(Photo object pointing records)

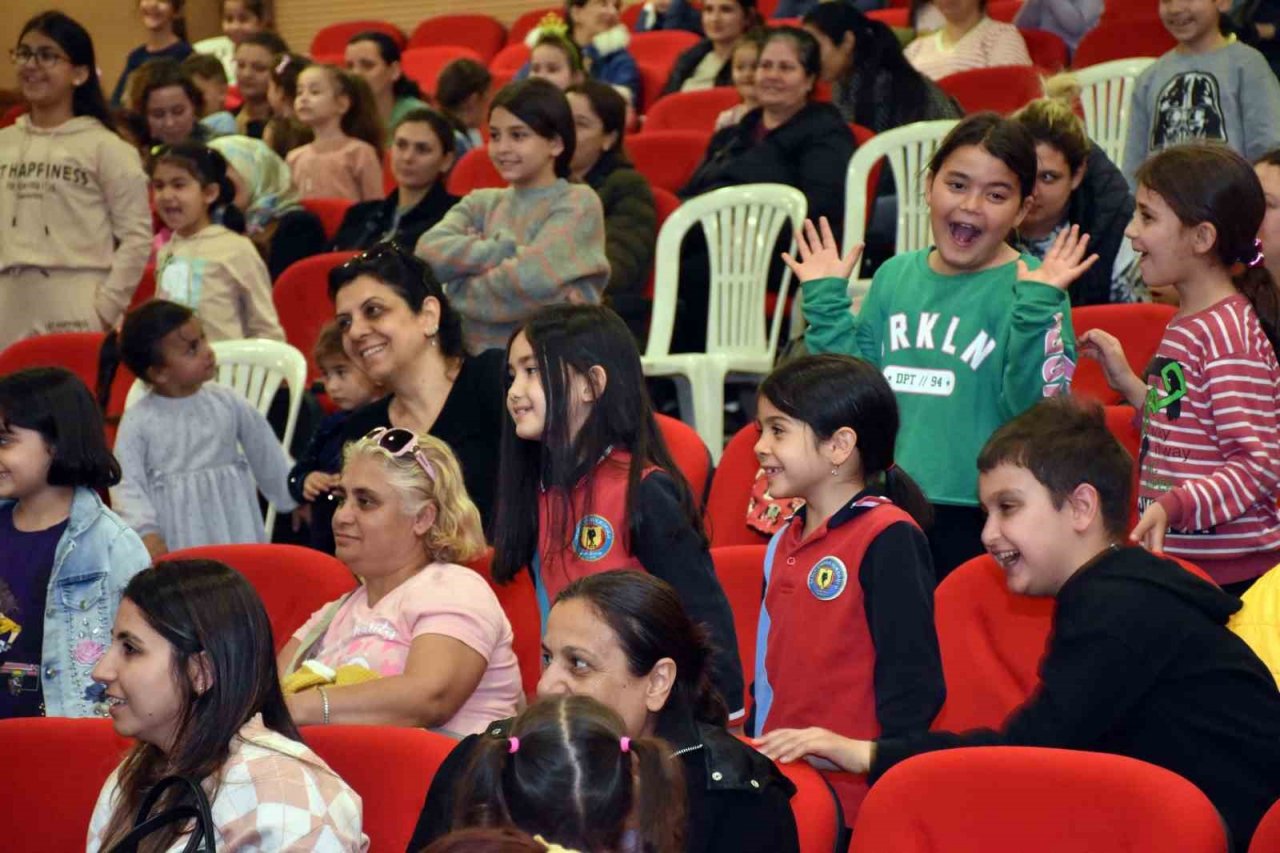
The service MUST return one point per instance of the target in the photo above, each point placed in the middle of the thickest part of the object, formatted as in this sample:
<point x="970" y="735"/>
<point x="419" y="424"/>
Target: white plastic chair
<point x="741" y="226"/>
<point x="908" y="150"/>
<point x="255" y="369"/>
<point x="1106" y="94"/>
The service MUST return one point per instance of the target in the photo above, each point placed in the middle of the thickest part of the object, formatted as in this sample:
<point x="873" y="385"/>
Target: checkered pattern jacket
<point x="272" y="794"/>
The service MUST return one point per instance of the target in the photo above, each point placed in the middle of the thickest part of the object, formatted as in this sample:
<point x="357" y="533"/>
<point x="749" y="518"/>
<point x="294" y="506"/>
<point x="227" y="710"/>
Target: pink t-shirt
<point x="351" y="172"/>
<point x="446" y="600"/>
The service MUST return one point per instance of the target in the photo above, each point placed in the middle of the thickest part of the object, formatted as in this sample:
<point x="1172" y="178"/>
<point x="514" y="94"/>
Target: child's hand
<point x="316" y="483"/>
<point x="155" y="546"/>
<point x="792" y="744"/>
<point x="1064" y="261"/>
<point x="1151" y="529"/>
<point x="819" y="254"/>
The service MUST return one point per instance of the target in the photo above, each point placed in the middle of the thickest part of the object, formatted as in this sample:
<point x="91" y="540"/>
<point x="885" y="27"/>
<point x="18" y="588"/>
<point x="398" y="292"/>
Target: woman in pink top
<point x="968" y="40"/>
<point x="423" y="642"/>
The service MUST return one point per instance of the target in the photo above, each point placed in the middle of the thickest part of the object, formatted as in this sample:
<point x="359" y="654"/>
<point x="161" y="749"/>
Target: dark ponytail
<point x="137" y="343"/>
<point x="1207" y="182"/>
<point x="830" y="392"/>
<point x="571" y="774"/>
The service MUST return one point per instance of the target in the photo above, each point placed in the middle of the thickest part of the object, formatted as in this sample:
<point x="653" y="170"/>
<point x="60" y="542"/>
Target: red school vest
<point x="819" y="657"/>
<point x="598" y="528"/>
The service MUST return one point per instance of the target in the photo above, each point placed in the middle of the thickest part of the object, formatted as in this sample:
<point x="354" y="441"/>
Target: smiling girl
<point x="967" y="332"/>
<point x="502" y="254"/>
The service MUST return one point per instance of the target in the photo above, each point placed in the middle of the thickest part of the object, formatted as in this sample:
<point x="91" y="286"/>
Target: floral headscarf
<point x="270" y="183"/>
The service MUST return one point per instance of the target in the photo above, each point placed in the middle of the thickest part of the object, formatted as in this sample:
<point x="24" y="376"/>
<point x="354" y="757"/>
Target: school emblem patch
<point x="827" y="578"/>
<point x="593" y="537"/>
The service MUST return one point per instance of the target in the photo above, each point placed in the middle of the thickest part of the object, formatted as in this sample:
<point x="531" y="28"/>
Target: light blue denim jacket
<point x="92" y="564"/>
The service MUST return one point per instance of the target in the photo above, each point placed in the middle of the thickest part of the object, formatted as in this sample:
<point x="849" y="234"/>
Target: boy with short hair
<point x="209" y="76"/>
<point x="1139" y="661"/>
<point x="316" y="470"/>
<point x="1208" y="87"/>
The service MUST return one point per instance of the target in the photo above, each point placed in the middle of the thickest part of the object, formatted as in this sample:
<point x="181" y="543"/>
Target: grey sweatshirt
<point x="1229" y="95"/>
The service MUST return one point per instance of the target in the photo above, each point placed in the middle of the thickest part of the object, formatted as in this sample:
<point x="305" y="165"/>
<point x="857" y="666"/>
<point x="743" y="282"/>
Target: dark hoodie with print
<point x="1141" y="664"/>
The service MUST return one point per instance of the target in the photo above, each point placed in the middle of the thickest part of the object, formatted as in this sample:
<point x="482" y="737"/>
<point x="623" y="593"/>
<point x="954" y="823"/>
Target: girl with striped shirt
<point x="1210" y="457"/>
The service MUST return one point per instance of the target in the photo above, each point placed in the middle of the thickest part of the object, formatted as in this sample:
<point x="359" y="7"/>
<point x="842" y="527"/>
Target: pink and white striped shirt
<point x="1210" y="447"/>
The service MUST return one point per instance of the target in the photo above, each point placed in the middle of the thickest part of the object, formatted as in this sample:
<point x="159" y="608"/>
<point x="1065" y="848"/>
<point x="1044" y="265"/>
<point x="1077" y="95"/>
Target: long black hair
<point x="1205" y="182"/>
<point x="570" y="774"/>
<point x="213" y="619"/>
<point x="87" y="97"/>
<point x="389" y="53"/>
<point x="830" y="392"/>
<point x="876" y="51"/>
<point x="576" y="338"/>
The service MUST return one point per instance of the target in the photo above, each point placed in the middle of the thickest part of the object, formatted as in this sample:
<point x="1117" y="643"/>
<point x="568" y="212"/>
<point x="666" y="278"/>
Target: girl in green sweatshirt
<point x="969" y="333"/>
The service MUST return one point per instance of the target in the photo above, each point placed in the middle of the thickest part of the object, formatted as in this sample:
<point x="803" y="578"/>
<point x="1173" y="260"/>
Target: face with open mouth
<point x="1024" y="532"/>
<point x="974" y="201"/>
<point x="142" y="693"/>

• **WHAT YOU HAVE TO DO**:
Write out the listing above exactly as it stands, pictures excluded.

• **SOLUTION FOR THIS PROBLEM**:
The service MUST return one point per instance of the target in the photo above, each point placed in the middle of the thickest part of the object, formatted as in this sample:
<point x="970" y="735"/>
<point x="419" y="424"/>
Target: white plastic chair
<point x="741" y="226"/>
<point x="908" y="150"/>
<point x="255" y="369"/>
<point x="1106" y="94"/>
The service MUST return one point per instance of the target in the photo above, each point placed in the middle of the thickest part of the object, formatted as in this sample:
<point x="873" y="385"/>
Target: checkered pattern jacket
<point x="272" y="794"/>
The service MUST return one point per instance of the target in the photo above, each point placed in the middle of the thickest part of the object, formatted as in this sample:
<point x="357" y="533"/>
<point x="749" y="518"/>
<point x="294" y="506"/>
<point x="227" y="710"/>
Target: pink t-shirt
<point x="351" y="172"/>
<point x="446" y="600"/>
The service MUST return one point per instance of the target in the photo above, each point placed in the middle of the thickest part of the object, formatted as in this sample:
<point x="1172" y="178"/>
<point x="514" y="94"/>
Target: child's hand
<point x="316" y="483"/>
<point x="155" y="546"/>
<point x="792" y="744"/>
<point x="1064" y="261"/>
<point x="1151" y="529"/>
<point x="819" y="254"/>
The service MUST return one point per instance of the target in the photo above, each point placed in the middle of the thickest part of the object, formatted as in this sample:
<point x="91" y="540"/>
<point x="885" y="27"/>
<point x="18" y="588"/>
<point x="398" y="292"/>
Target: woman in pink top
<point x="968" y="40"/>
<point x="423" y="642"/>
The service MUST return one point per instance of the target in the photo above, each point placed in the middle of the thickest part of the object, formatted as in this sample:
<point x="359" y="654"/>
<point x="161" y="749"/>
Target: dark ponytail
<point x="137" y="343"/>
<point x="1207" y="182"/>
<point x="830" y="392"/>
<point x="571" y="774"/>
The service MUST return one point per instance of the target in the photo above, each point placed in the middle of the thickest part of the object, formatted as in this sample:
<point x="653" y="170"/>
<point x="60" y="542"/>
Target: red school vest
<point x="819" y="657"/>
<point x="598" y="528"/>
The service MUST return one point per instance of the target in the photo above, each point placed in the middle of the thickest part of the object, formatted as in this sample:
<point x="354" y="441"/>
Target: smiling girl
<point x="967" y="332"/>
<point x="502" y="254"/>
The service MUST return one point per instance of the target in the photo above, each point placed in the middle of the thickest part of the object, formatted as in this sample:
<point x="91" y="286"/>
Target: floral headscarf
<point x="270" y="183"/>
The service MUST return one point per instance of the target in the photo above, each point placed in the middle of the thickest part of the object, formatted as in this sample:
<point x="24" y="376"/>
<point x="354" y="757"/>
Target: school emblem patch
<point x="827" y="578"/>
<point x="593" y="537"/>
The service MUST return one point per instance of the target in the photo above, each point placed in the middle of the thickest part of the object, formatted as in this sample:
<point x="531" y="28"/>
Target: light blue denim jacket
<point x="92" y="564"/>
The service MUST return one point per instance of the target in the photo above, each point placed in the middle of the thickest part of the object, formatted as in this sample:
<point x="849" y="234"/>
Target: boy with short hair
<point x="209" y="76"/>
<point x="1139" y="661"/>
<point x="316" y="470"/>
<point x="1208" y="87"/>
The service MUST return one point per instance of the target in the photo above, each point placed in the middle of the thickest part of the object, formatted as in this sample:
<point x="181" y="543"/>
Target: grey sweatshirt
<point x="1229" y="95"/>
The service MUST return one point per instance of the target in the photo above, each point placed in the middle of the thickest part of the object, formatted as in this sample:
<point x="305" y="165"/>
<point x="857" y="666"/>
<point x="743" y="282"/>
Target: dark hoodie with print
<point x="1141" y="664"/>
The service MUST return one point per instance of the target in the photo above, each point placed in the middle of the thickest part of the object, formatted as in this sample:
<point x="482" y="737"/>
<point x="623" y="593"/>
<point x="954" y="823"/>
Target: girl with striped shirt
<point x="1210" y="457"/>
The service MUST return one point per instance of the target in the photo above, each point placed in the middle of the thickest part of the object, formatted as in this sample:
<point x="359" y="7"/>
<point x="842" y="527"/>
Target: pink and white striped shirt
<point x="1210" y="447"/>
The service MUST return one point per instance of the target in the photo above, each point placed in the middle of the thickest part of the object, formatted as in this sample:
<point x="159" y="608"/>
<point x="1065" y="848"/>
<point x="1044" y="265"/>
<point x="1077" y="95"/>
Target: long black hair
<point x="1205" y="182"/>
<point x="570" y="774"/>
<point x="213" y="619"/>
<point x="87" y="97"/>
<point x="389" y="53"/>
<point x="830" y="392"/>
<point x="876" y="51"/>
<point x="576" y="338"/>
The service MUST return one point per instance of the target in the photo above, each point placed in the middle of the thickest part of the object, formatted as in this sample:
<point x="1117" y="643"/>
<point x="568" y="212"/>
<point x="666" y="278"/>
Target: girl in green sweatshirt
<point x="969" y="333"/>
The service MUST return one point per instance of the target in the photo above, each point placed in the middle of the thickest part of the object, formatted as in this sample:
<point x="803" y="578"/>
<point x="1173" y="260"/>
Target: face with open mouth
<point x="1024" y="532"/>
<point x="974" y="201"/>
<point x="142" y="693"/>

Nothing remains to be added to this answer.